*Text segment*:
┄┄┄┄┄┄

URL Validation - Half-Elf on Tech

I was writing a script for a rather complex series of checks on a website. I wanted to do what I thought would be simple. I wanted to grab the website headers and parse them to check if a site was WordPress or not.

That was a weird and wild trip.

In theory, this is all the code you need:

filter_var($url, FILTER_VALIDATE_URL)

But as it turns out, that’s actually not the best thing! I started using it but found that I could break it pretty easily and, since I was writing a tool I knew would be used by end-users (who are exceptionally creative when it comes to breaking things), I googled around and found this blog post on Why URL validation with filter_var might not be a good idea.

Yikes! All I was mad about was that FILTER_VALIDATE_URL thinks http://foo is okay, even when you tell it you want the damn host.

┄┄┄┄┄┄

*Data entries*:

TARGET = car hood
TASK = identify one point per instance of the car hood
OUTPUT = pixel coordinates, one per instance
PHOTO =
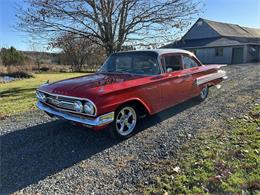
(86, 85)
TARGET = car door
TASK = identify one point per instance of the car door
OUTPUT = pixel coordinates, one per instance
(175, 82)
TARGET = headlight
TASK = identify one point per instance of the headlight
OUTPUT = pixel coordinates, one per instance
(41, 96)
(78, 106)
(89, 108)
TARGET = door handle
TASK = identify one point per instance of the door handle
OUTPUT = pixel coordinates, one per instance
(184, 75)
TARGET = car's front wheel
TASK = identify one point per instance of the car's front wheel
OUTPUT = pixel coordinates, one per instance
(126, 118)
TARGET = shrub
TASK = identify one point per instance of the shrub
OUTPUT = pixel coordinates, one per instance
(44, 69)
(11, 57)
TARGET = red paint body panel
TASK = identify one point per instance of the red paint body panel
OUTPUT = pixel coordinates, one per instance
(108, 91)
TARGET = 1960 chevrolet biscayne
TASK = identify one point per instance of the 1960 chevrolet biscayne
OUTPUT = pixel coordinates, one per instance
(129, 86)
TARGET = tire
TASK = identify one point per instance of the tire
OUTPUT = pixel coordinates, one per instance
(124, 125)
(203, 94)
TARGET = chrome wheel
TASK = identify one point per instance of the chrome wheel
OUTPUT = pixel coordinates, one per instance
(126, 121)
(204, 93)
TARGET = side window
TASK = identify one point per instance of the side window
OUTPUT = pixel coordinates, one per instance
(219, 51)
(189, 62)
(123, 63)
(173, 63)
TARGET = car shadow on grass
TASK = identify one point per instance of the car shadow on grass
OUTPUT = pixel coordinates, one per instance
(30, 155)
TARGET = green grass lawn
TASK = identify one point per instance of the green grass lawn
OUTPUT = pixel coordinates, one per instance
(19, 96)
(216, 162)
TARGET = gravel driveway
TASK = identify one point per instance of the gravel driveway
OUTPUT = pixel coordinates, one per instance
(47, 156)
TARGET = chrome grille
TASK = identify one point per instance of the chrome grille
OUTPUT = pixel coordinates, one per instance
(61, 102)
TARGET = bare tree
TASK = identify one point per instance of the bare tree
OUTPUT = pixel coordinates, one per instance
(76, 49)
(110, 23)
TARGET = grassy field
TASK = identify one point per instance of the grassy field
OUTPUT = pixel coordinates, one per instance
(217, 162)
(19, 96)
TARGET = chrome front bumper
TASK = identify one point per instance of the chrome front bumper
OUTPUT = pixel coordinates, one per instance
(95, 122)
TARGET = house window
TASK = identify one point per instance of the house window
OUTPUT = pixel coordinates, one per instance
(219, 51)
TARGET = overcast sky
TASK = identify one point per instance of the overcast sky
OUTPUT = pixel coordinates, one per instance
(242, 12)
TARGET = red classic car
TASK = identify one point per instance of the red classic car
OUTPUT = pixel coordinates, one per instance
(129, 86)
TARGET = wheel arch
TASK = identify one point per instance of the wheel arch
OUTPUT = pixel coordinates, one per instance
(139, 104)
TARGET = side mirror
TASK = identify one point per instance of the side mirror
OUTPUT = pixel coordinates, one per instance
(169, 70)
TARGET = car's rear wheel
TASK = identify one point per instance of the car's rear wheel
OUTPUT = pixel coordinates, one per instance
(203, 93)
(124, 125)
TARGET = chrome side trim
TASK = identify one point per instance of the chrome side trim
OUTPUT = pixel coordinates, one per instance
(72, 98)
(211, 77)
(99, 121)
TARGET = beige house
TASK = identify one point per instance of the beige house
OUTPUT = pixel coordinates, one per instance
(221, 43)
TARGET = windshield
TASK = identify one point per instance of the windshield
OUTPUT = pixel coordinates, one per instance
(144, 63)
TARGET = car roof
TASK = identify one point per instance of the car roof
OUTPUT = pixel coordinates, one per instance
(161, 51)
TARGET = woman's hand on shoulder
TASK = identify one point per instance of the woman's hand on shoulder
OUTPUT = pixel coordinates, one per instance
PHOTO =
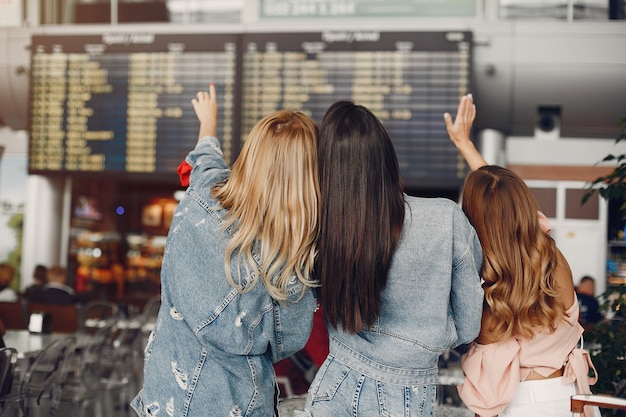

┄┄┄┄┄┄

*What to do*:
**1)** In the URL validation post, which URL does FILTER_VALIDATE_URL accept even when a host is required?
**2)** Write what comes next in the URL validation post, picking up after its final sentence.
You won't need the listing.

*Responses by task*:
**1)** http://foo

**2)**
In the end I used this Strict URL Validator code but even then I had to wrap it around this:

	// Sanitize the URL
	$gettheurl  = (string) rtrim( filter_var($_POST['url'], FILTER_SANITIZE_URL), '/' );
	$gettheurl  = (string) $_POST['url'];

	if (preg_match("~^https://~i", $gettheurl)) {
		$gettheurl = "https://" . $gettheurl;
	} elseif (!preg_match("~^(?:f|ht)tp?://~i", $gettheurl)) {
	    $gettheurl = "http://" . $gettheurl;
	}

	// Is it a real URL? Call StrictURLValidator
	require_once 'StrictUrlValidator.php';

	if ( StrictUrlValidator::validate( $gettheurl, true, true ) === false ) { 

		// Do the needful
	}

In many ways, this makes some sense. What is and isn’t a URL can be tetchy to check. http://foo is real. I can use it locally. That’s why http://localhost can exist. And we can’t just say “if not .com/org/net” anymore (if we ever really could). But boy is my code clunky.